[TASK PROMPT] Reproduce the data below line for line, with no changes to any of it.

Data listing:

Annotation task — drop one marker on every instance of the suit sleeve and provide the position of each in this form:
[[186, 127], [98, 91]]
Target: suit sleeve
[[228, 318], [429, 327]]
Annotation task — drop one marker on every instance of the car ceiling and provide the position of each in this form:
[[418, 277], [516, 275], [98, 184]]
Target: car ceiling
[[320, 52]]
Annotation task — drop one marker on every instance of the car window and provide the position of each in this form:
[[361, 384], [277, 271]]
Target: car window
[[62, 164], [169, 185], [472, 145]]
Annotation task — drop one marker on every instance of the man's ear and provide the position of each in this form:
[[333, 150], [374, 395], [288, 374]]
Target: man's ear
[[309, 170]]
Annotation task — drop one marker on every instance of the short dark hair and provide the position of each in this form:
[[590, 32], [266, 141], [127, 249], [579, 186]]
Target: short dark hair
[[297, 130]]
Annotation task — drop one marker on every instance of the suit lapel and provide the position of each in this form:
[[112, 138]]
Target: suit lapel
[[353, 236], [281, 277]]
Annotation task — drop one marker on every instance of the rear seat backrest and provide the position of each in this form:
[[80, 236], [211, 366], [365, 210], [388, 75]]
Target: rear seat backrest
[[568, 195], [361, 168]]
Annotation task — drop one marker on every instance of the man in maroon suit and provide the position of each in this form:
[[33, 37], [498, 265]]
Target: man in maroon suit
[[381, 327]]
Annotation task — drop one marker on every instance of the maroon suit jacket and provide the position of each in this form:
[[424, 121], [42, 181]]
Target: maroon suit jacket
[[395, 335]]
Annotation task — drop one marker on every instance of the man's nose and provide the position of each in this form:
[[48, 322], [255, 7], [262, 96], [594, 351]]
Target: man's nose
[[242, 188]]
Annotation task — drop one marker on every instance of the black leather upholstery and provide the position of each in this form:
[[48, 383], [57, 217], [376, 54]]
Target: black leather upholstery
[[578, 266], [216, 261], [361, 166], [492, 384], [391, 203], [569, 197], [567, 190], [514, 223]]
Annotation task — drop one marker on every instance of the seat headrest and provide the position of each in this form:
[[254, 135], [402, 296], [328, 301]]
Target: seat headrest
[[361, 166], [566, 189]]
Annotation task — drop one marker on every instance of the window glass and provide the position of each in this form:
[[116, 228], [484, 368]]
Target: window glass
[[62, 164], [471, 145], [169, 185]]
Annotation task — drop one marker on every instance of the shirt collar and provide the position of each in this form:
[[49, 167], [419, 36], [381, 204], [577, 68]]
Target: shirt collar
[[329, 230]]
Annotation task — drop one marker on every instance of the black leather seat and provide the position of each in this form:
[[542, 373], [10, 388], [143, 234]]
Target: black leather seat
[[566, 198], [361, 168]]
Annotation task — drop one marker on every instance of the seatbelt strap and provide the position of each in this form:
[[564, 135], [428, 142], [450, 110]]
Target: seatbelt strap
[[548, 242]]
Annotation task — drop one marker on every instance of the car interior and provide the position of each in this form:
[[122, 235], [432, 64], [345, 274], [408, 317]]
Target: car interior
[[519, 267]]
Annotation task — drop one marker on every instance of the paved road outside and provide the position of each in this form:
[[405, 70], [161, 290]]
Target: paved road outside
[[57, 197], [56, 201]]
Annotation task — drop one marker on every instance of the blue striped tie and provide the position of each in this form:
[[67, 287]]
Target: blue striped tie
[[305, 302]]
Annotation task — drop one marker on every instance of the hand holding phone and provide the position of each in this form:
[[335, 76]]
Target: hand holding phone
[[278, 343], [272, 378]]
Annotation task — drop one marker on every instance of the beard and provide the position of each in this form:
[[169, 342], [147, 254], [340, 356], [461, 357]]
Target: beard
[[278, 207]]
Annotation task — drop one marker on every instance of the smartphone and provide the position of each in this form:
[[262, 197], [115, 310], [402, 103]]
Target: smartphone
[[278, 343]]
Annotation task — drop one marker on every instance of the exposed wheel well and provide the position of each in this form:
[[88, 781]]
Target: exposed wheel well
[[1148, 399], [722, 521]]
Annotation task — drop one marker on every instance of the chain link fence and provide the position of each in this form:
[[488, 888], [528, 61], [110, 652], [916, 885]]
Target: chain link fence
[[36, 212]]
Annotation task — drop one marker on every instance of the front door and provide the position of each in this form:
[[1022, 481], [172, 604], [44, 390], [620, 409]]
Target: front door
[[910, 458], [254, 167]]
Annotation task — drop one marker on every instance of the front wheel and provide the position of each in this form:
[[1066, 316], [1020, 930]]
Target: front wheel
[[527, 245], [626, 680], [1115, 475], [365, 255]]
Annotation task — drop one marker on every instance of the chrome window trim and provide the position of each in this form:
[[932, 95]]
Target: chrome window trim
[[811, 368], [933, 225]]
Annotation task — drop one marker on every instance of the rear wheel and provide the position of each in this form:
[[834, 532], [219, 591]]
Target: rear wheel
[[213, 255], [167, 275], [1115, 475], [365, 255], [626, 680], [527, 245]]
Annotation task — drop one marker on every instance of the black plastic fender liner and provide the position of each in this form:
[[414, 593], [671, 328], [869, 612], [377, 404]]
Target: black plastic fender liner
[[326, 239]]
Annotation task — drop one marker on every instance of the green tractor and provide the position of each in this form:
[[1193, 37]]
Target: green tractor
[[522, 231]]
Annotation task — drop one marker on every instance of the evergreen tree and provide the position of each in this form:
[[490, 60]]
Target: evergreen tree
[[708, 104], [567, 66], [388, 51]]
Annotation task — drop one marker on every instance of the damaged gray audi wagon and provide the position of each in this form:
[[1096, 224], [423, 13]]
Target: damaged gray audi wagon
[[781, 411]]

[THE COMPLETED TASK]
Annotation task — drop one marker on every instance of the suit sleeve and provide the position of each in this form:
[[186, 127], [98, 91]]
Target: suit sleeve
[[228, 318], [429, 327]]
Annotation task — drop one marker on every instance of the car ceiling and provide the position of each in this form:
[[418, 277], [516, 275], [98, 184]]
Target: car ceiling
[[320, 52]]
Annotation task — drop one marker on every instance of the car window and provide the position of each in this form:
[[361, 384], [277, 271]]
Target: car window
[[62, 164], [169, 185], [472, 145]]
Annotation task — drop one marker on every instance of the man's ear and provide the position of each in this form:
[[333, 150], [374, 395], [288, 374]]
Target: man's ear
[[309, 170]]
Annotation task — drop one marker on every instance of the short dark hair and provide the position of each in this form:
[[590, 32], [266, 141], [127, 249], [579, 186]]
Target: short dark hair
[[297, 130]]
Annotation task — drop one marker on every instance of the suit lapel and provide the position of each in this form:
[[112, 138]]
Target: suit lapel
[[353, 236], [281, 277]]
Annotation task — drop one marker on every instance of the rear seat backrest and provide the position of each in this form:
[[80, 236], [211, 366], [365, 210], [388, 75]]
Target: rear seat backrest
[[568, 195], [361, 168]]
Annotation task — drop one marker on every instance of the man in maroon suit and provide the position of each in this form:
[[33, 37], [498, 265]]
Target: man in maroon suit
[[381, 327]]
Annotation task — drop one marker on every instance of the maroon suit jacket and provide the position of each in this form:
[[424, 121], [42, 181]]
Target: maroon suit jacket
[[395, 335]]
Annotation task — drop one marker on every instance of the man's nose and provide the position of each in this form:
[[48, 322], [255, 7], [262, 96], [594, 351]]
Target: man's nose
[[242, 188]]
Annotation task — drop one marker on every instance of the black leather upholstery and provide the position of each in this form:
[[48, 383], [57, 217], [376, 54]]
Target: black leather upholstery
[[578, 266], [216, 261], [361, 166], [492, 384], [391, 203], [569, 197], [567, 190], [514, 223]]
Annotation task — drop one marker on every instance of the seat headrest and provide the position of each in this form:
[[254, 135], [402, 296], [328, 301]]
Target: seat headrest
[[361, 166], [566, 189]]
Annotation task — drop one marker on every instance of the window glass and provide the position of each in this form:
[[116, 228], [484, 368]]
Target: window glass
[[62, 164], [471, 145], [169, 185]]
Annotation task — drop one marker on every instance of the shirt collar and provide the position of each in this form:
[[49, 167], [419, 36], [381, 204], [577, 68]]
Target: shirt collar
[[329, 230]]
Annotation task — drop one marker on every instance of the black leather seat and provide the position of each in this form:
[[542, 373], [10, 388], [143, 234]]
Target: black leather seat
[[566, 198], [361, 168]]
Annotation task — drop one marker on every instance of the seatbelt strap and provide the position of each in this form:
[[564, 135], [428, 142], [450, 110]]
Target: seatbelt strap
[[548, 242]]
Annotation task — drop one marker on every instance of the car interior and provide the position of each in this form:
[[122, 235], [432, 64], [345, 274], [408, 317]]
Target: car interior
[[519, 267]]
Annotation task — drop one marker on every instance of the paved road outside and provide the position of each in this form:
[[405, 70], [161, 290]]
Target: paved road outside
[[57, 197], [56, 201]]
Annotation task — drop one marker on every instance of the blue striped tie and provide the position of each in this form:
[[67, 287]]
Target: blue striped tie
[[305, 302]]
Annotation task — drop one marker on every instance of the hand holding phone and provide the position of each in this form:
[[335, 76]]
Target: hand holding phone
[[278, 343], [272, 378]]
Annotation task — drop one marker on every instance of the beard and provide the position of each in this form:
[[169, 342], [147, 254], [340, 356], [461, 357]]
Target: beard
[[278, 207]]
Annotation task — drop one marker on every instance of the smartphone and provide the position of each in this form:
[[262, 197], [115, 310], [402, 103]]
Target: smartphone
[[278, 343]]
Annotation task — drop one marker on every instance of the exposed wheel well and provide the position of each in this form:
[[88, 781]]
Target: exposed wheel well
[[1148, 399], [722, 521]]
Annotation task — drop one marker on every instance of the chain link fence and provide the position of each in this form:
[[488, 888], [528, 61], [110, 652], [916, 885]]
Target: chain link fence
[[36, 212]]
Annotation task — drop one marker on every instance of the front door and provide the position of each in this form:
[[1022, 481], [172, 604], [44, 390], [620, 409]]
Target: front door
[[910, 458], [254, 167]]
Annotation task — drop one marker on every instance of the front wheel and provide the position of each in this form:
[[1066, 316], [1020, 930]]
Target: front wheel
[[527, 245], [626, 680], [1115, 475], [365, 255]]
Annotation task — drop one marker on every instance of the chrome window trim and provide the position of each in this form:
[[932, 95]]
Target: chrome window trim
[[811, 368], [933, 225]]
Annotation task — drop one marker on every instance of the rear wheel and provide the position of each in this form:
[[834, 532], [219, 591]]
Target: rear wheel
[[213, 255], [167, 275], [1115, 475], [365, 255], [626, 680], [527, 245]]
Annotation task — drop one marker on every instance of the black plastic fender liner and provide the position of each in this form:
[[414, 593], [671, 328], [869, 612], [377, 404]]
Target: black plastic fender liner
[[326, 239]]
Annotation task — drop one marker on every instance of the green tractor and provide the position of each in this form:
[[1193, 37]]
Target: green tractor
[[522, 231]]
Annotation task — drop one marker on every instance of the evergreen tree and provide the position of each in this form:
[[490, 60]]
Target: evergreen tree
[[708, 104], [567, 66], [388, 51]]
Annotation task — drop one marker on every instance of the damaged gray audi wagon and provide the position of each in this form:
[[1096, 224], [423, 13]]
Target: damaged gray audi wagon
[[781, 411]]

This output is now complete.